Selection »
* Begin *
Saturday, January 19, 2008

Community

In LA I found an amazing community that changed my life (I’m not being extreme, every interaction effects our lives, even if just minutely). I have been so fortunate to have wise Professors, Pastors and other leaders and friends who have shaped me through their actions and words. My growth and maturation has come through relationships more than any other avenue (which may cause you to wonder why I’m spending over 2 decades in formalized education but one of education’s greatest assets is the thoughtful community it offers). I am grateful for having enough self-worth to be teachable early on; and for being surrounded by people who communicate honestly and have not been afraid to confront, encourage and seek help. I’ve been fortunate to get to serve and lead, as well as listen and learn.

Leaving an amazing community in LA to come to Wheaton I realized how vital community is for my health and growth and diligently sought it here. I did everything I could to have community waiting for me here in Illinois, and the College had far more opportunities waiting for me. All of this has caused me to reflect on community.
* End *
Task material »
* Begin *
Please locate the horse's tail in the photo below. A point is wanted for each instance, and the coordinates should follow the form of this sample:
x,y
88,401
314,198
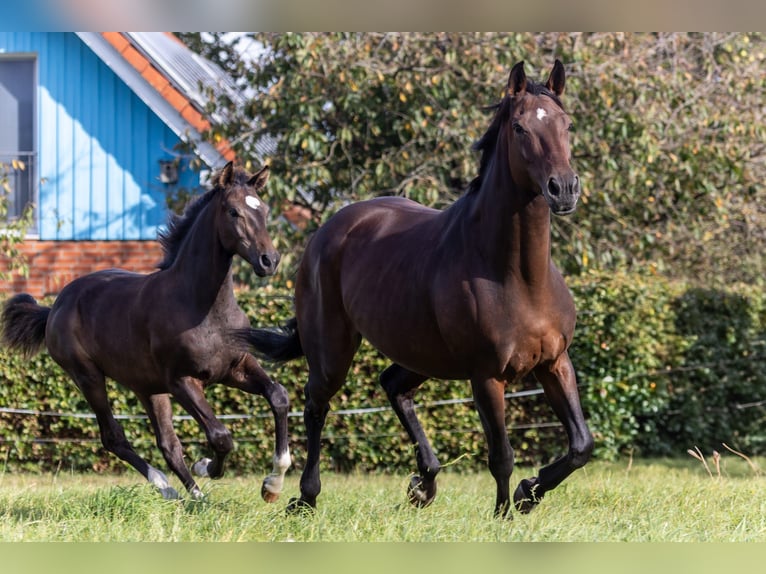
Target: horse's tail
x,y
23,324
277,345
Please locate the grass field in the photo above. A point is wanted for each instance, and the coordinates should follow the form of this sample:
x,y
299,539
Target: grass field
x,y
674,500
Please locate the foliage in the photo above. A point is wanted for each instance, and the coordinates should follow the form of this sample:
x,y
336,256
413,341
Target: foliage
x,y
662,367
669,139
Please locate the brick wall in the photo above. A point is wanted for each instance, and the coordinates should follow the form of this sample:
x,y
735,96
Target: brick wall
x,y
53,264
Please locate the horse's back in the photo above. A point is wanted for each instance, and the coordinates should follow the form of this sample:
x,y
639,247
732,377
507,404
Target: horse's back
x,y
92,312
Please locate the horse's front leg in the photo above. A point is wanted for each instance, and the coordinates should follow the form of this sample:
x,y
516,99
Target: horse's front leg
x,y
560,386
189,393
250,377
400,386
489,397
160,412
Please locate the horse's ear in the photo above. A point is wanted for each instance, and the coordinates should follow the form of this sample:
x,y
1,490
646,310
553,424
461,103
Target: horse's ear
x,y
517,81
226,176
557,79
260,178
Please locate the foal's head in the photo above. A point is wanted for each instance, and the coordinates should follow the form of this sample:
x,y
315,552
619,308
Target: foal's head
x,y
537,129
242,217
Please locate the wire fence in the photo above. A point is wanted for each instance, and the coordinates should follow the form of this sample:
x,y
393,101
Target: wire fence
x,y
364,410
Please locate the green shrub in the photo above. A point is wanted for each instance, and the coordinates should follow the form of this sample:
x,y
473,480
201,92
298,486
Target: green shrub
x,y
662,368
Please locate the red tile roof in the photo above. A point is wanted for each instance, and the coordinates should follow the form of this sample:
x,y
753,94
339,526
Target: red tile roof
x,y
165,87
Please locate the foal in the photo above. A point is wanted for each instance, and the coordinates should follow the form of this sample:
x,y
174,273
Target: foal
x,y
167,334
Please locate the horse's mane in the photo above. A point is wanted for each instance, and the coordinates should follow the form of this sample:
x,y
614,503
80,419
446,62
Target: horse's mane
x,y
488,142
178,226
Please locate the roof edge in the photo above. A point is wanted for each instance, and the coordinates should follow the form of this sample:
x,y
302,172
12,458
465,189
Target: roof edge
x,y
153,99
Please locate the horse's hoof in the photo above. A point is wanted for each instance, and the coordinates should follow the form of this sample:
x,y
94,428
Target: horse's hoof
x,y
267,495
298,506
419,496
200,468
169,493
197,495
524,497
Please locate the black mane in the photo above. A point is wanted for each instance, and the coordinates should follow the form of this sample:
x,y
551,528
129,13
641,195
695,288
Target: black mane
x,y
487,143
179,225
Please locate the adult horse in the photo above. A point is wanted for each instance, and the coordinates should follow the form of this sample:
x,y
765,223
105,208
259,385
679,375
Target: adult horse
x,y
465,293
167,333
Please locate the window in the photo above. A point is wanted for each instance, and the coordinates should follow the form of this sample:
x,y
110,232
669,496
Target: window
x,y
18,154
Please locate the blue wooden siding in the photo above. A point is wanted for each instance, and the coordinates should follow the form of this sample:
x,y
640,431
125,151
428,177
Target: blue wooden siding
x,y
98,144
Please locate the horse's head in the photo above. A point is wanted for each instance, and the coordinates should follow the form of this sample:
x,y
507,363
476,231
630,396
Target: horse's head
x,y
538,135
242,218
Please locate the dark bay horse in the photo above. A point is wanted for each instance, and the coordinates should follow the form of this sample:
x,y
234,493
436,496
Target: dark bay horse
x,y
167,333
465,293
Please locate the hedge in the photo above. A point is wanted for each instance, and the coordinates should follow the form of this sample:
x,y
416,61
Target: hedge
x,y
662,368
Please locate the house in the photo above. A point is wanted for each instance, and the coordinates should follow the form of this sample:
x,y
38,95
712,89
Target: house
x,y
107,125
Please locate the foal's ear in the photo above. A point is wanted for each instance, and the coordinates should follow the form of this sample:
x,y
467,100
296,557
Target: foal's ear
x,y
557,79
226,176
260,178
517,81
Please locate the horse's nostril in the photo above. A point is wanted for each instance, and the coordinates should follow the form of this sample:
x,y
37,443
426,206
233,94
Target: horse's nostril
x,y
553,186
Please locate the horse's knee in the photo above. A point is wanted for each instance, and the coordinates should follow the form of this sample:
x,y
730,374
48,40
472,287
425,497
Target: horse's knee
x,y
501,464
279,399
221,440
579,454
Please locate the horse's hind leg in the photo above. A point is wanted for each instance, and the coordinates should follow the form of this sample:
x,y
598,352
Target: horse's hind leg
x,y
93,386
250,377
160,412
400,385
560,388
189,394
489,398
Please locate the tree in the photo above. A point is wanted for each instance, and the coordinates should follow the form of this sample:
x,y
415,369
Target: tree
x,y
12,230
669,138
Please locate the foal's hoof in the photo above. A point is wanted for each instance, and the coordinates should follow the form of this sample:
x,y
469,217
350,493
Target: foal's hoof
x,y
268,495
419,496
169,493
524,497
200,468
298,506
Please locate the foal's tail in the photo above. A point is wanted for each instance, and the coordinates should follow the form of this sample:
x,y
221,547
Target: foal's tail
x,y
23,324
278,345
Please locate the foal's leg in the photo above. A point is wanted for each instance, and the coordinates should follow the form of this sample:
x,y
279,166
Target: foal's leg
x,y
160,412
489,397
92,384
400,385
250,377
189,394
560,387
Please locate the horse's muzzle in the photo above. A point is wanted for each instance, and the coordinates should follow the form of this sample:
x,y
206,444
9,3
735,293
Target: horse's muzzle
x,y
562,193
266,264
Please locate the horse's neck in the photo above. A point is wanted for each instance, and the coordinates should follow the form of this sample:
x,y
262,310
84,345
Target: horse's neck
x,y
202,267
511,228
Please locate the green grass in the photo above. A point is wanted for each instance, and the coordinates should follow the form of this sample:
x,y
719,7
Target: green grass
x,y
675,500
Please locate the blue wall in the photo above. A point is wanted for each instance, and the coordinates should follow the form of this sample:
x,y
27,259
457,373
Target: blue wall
x,y
99,145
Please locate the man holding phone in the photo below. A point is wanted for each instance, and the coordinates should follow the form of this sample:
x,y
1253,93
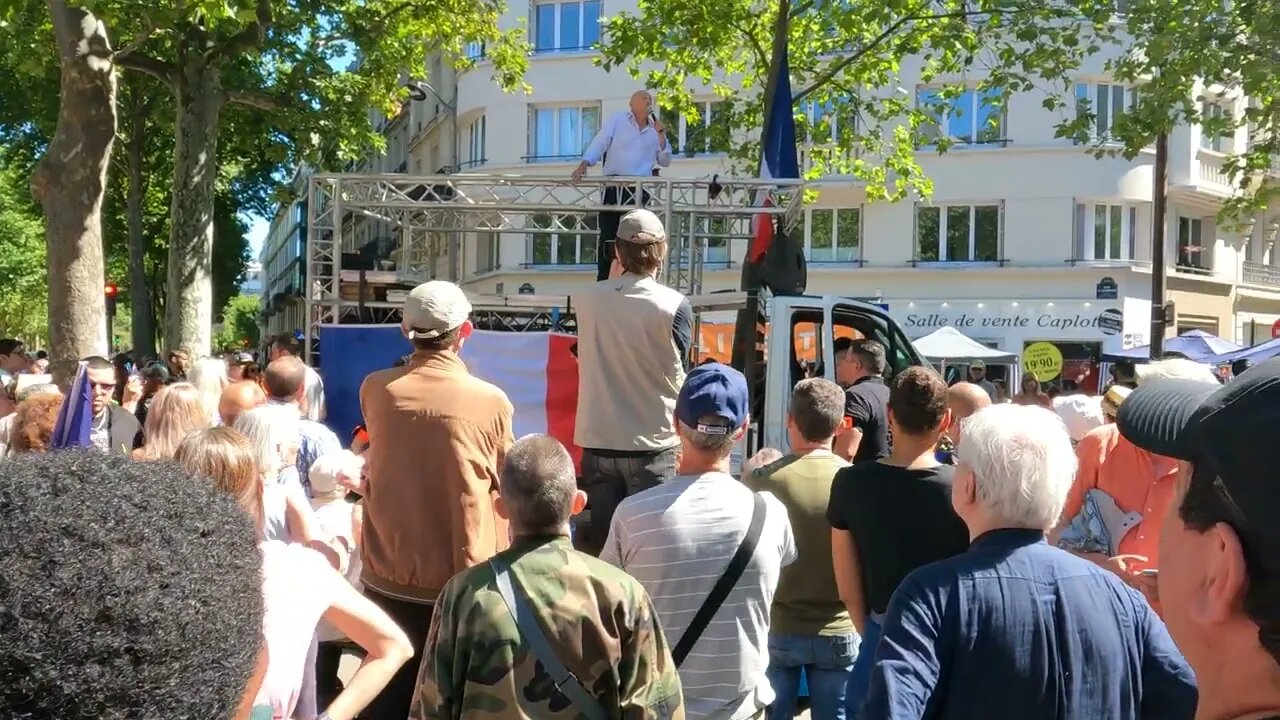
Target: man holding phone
x,y
630,144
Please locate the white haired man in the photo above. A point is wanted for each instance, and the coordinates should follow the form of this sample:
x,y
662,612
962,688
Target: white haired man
x,y
1138,484
629,144
1014,627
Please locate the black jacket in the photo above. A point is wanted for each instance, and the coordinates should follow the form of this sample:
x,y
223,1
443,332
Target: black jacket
x,y
123,429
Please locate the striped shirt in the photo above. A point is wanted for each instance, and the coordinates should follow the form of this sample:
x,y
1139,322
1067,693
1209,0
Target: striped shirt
x,y
676,540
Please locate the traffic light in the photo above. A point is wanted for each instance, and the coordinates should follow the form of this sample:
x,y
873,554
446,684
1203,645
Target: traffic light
x,y
112,294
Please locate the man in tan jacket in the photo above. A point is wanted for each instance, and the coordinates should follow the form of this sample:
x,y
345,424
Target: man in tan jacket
x,y
437,438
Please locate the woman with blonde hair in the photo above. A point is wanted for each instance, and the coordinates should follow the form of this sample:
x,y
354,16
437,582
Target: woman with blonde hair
x,y
176,411
274,433
298,589
209,376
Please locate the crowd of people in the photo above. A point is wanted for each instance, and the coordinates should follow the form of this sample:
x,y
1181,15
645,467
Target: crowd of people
x,y
915,551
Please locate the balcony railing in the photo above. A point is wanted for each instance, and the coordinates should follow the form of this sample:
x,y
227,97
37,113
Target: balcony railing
x,y
1260,273
1211,171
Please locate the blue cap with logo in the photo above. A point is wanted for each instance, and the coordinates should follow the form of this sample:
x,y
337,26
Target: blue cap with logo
x,y
713,391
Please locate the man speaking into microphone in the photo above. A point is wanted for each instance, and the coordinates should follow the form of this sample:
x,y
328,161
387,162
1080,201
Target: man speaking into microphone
x,y
630,142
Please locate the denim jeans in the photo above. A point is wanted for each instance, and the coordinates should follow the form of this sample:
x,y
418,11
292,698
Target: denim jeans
x,y
609,478
826,661
860,677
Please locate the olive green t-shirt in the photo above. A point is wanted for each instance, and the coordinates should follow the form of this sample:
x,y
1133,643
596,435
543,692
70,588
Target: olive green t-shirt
x,y
807,602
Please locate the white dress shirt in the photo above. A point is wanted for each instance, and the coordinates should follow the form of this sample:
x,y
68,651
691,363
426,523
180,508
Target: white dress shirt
x,y
632,150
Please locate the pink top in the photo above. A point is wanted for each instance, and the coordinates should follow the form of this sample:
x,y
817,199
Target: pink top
x,y
297,588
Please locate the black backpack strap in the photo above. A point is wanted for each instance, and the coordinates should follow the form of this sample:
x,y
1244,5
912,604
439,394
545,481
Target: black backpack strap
x,y
726,582
531,633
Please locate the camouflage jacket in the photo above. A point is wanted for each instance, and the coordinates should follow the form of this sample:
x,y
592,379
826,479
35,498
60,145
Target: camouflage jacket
x,y
599,620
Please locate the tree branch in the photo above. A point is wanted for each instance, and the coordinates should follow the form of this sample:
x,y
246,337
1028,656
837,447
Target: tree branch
x,y
760,55
251,99
137,41
159,69
839,65
248,39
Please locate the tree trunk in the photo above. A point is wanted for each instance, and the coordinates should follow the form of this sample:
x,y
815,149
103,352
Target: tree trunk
x,y
190,295
69,183
144,329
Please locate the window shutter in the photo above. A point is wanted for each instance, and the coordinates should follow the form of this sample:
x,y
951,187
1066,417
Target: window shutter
x,y
1000,246
915,232
1078,224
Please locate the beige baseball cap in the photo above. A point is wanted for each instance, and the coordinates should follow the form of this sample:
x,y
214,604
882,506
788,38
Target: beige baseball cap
x,y
434,308
641,227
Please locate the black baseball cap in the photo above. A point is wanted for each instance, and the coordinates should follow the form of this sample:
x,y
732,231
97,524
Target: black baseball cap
x,y
1229,433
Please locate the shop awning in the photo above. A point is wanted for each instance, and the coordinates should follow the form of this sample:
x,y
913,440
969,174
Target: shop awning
x,y
1193,345
1256,354
951,345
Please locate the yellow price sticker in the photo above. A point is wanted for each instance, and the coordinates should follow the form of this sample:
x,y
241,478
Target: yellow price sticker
x,y
1042,360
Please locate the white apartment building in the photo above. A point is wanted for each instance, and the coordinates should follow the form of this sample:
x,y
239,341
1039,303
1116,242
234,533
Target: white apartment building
x,y
1027,237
* End *
Exercise requirements »
a - Copy out everything in the listing from the line containing "Please locate the window shutter" down to the listing's final line, with both of those lines included.
b - Go on with the post about community from where it stops.

Responses in order »
a -
Please locate the window shutter in the photo above. A point is wanted for each instance, and the coordinates should follow the form of this sample:
x,y
951,187
1066,417
Target: window shutter
x,y
1000,246
915,232
1078,224
Please locate the beige baseball cap in the photo above. A point is wanted for each instance, and the coordinates should follow the form of this sample:
x,y
214,604
882,506
788,38
Target: beige baseball cap
x,y
434,308
641,227
Please locate the black baseball cap in the photo above. A point is wanted for each instance, and the coordinates should follow the form of this sample:
x,y
732,231
97,524
Target: black baseball cap
x,y
1229,433
Please locate the shop awning in the photo above. A point is wanted for each instance, and the coordinates should follow the form of this sample:
x,y
913,440
969,174
Target: shop awning
x,y
1193,345
1256,354
951,345
Please locate the yellow price sticker in the photo above. A point is wanted for each instance, and the coordinates should follow the form of this sample:
x,y
241,478
Target: yellow price sticker
x,y
1042,360
Please locate the white apartment building in the photo above. A point is wanted for each instance, and the coordinates should follow the form of this sample:
x,y
239,341
1039,303
1116,242
234,533
Target: white apartment building
x,y
1027,237

b -
You cannot truly live without being in community; to be completely isolated is death. Community is core to the meaning of life. We are alive to commune together and to commune with the one who created all of us and became like us, humbling Himself to come close and reconcile us with Himself. To live the abundant life we were created to live we must be reconciled with the One who formed us and longs to gather us to Himself. To know Him is to love Him, and to love Him is to love all that He has made. Therefore we must be reconciled to each other, to learn to love All of His children with the love He has poured on us (Oh if we would soften our selves and invite His love in). The beauty in being reconciled with each other is as we build relationships with people who are different from us (which is all people) we realize that they experience life and God with a different perspective than we do and we grow in wisdom and understanding as we commune with them. We also learn a great deal about ourselves in community as our rough edges (or our humanity) rub against the rough edges of others and we choose to become smooth. We see our reflection in the actions and words of others. We are so profoundly freed of ourselves when we serve others. When we seek to bless and lift up our brothers and sisters we are liberated from depression, selfishness and all the destruction that is birthed out of self-focus. Community is powerful.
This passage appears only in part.